### Task directions
List every line in the items below that contains the string "marking".
***** Data section *****
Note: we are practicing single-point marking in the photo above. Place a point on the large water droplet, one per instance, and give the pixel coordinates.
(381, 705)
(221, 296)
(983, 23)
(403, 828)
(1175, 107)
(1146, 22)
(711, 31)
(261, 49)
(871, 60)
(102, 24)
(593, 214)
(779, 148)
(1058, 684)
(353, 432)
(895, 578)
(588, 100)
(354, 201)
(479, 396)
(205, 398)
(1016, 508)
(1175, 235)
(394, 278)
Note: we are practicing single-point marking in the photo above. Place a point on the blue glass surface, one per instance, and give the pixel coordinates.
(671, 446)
*****
***** Data section *****
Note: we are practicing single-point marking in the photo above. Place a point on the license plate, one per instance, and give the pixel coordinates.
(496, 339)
*****
### Exercise answer
Note: we are practicing single-point marking in the photo above. Place a point on the large water droplet, one per instance, and give the pixel coordinates.
Note: we are practicing single-point marking in the photo above. Place a point on the blue glass surface, one per instance, and give the pixel coordinates.
Note: we are practicing single-point marking in the photo above. Place a point on the license plate, one per instance, and give the pixel coordinates.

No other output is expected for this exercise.